U.S. Set to Announce $2.5 Billion Military Aid Package for Ukraine; Massachusetts Prosecutors Use Web Searches to Charge Walshe with Murder; Veteran: Santos Took $3,000 from Dying Dog's GoFundMe. Aired 5-5:30a ET

Aired January 19, 2023 - 05:00   ET




More firepower. Another $2 billion worth of weapons for the battlefield. Could they one day help Ukraine retake Crimea?

Plus, sinister searches. Prosecutors now say the accused killer husband of a Massachusetts mom Googled how to do it and how to hide it.

And George Santos, dogged by new allegations. Two more veterans say he promised to help a pit bull before taking off with the money.


ROMANS: Welcome to our viewers in the United States and around the world. I'm Christine Romans this Thursday morning.

We begin here, in just days, the U.S. is expected to finalize a huge package of military aid for Ukraine. Valued at about $2.5 billion, it will be one of the largest military packages announced since the war began, nearly a year ago.

Sources tell CNN it is expected to include, for the very first time Striker combat vehicles, along with more Bradley fighting vehicles and more mine-resistant ambush protected vehicles, on top of the nearly 500 MRAPs already committed.

CNN's Clare Sebastian joins us live from London.

Clare, it's also notably what's not in this package, right? Long range missiles and especially tanks. The Ukrainians have been pleading for these from the U.S.

CLARE SEBASTIAN, CNN INTERNATIONAL CORRESPONDENT: Yes, Christine, specifically battle tanks, the U.S. M1 Abrams not set to be included, as you say, in this package. The Pentagon and the State Department making it clear that this is more a sort of practical and logistical concern behind not including those things. A lot of training and maintenance are involved, and there were questions around their compatibility with what else Ukraine had in play on the battlefield that it's getting for other European allies.

They are not -- they are not in principle opposed to tanks, we understand from the senior defense minister that the U.S. Defense Secretary Lloyd Austin, who we just saw, in Germany, is set to presses German counterpart to allow for the re-export of German tanks to Ukraine, something that Germany is under increasing pressure to do.

In terms of long range missiles, I think that there are greater concerns about how Russia would perceive this given that they would be able to reach Russian territory. In fact, in the past hour, we have heard from the Kremlin, who said that any discussions on supplying Ukraine with weapons, that could hit Russian territory it's extremely dangerous and could take the conflict to a new level.

President Zelenskyy speaking again in Davos, this morning. He said, Christine, that he was not planning to use those missiles and Russian territories to simply strike targets in Russian occupied territory in Ukraine. And, he also made it clear that he will not be diminishing his goals in the face of this continued aggression from Russia, that he still intends to try to take back Crimea.

---*---

| Required work |
Answer these questions from the transcript, one line each:
(a) How many mine-resistant ambush protected vehicles had the U.S. already committed?
(b) Which U.S. battle tank is not set to be included in the package?
(c) Where was President Zelenskyy speaking that morning?

| Entries supplied |

---*---

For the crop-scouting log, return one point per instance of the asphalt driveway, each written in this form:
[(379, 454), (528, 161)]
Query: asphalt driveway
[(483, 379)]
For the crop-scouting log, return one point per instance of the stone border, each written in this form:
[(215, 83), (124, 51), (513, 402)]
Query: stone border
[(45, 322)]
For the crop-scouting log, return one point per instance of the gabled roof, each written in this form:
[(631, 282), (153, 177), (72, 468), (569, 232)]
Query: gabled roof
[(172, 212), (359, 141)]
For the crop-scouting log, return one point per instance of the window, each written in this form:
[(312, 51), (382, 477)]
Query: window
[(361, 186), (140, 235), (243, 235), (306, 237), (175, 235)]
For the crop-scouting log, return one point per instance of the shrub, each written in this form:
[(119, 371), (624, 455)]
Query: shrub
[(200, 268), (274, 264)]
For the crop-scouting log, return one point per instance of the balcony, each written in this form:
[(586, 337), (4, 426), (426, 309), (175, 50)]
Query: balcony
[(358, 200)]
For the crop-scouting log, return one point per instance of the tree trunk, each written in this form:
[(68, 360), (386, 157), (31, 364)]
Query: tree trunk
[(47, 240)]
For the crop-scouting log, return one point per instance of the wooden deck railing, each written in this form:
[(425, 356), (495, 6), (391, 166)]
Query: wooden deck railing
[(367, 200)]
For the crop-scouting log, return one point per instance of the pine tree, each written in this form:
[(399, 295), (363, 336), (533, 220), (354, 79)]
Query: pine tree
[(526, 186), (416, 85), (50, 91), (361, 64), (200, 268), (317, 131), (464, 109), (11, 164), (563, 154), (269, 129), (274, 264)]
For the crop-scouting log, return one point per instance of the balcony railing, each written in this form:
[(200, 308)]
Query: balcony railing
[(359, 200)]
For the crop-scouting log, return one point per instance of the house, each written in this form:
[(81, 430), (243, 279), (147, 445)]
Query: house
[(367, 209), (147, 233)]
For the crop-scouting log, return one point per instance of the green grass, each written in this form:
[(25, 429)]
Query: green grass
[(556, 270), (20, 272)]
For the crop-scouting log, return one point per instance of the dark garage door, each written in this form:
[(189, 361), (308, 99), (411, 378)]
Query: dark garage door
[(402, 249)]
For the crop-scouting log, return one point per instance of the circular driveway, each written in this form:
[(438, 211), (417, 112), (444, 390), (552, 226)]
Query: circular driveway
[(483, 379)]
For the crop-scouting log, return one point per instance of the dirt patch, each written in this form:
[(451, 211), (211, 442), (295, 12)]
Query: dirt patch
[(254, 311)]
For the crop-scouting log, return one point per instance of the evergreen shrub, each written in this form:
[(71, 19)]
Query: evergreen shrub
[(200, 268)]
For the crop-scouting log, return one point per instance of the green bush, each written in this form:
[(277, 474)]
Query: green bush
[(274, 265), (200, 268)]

---*---

| Output for this task |
(a) Nearly 500
(b) The M1 Abrams
(c) In Davos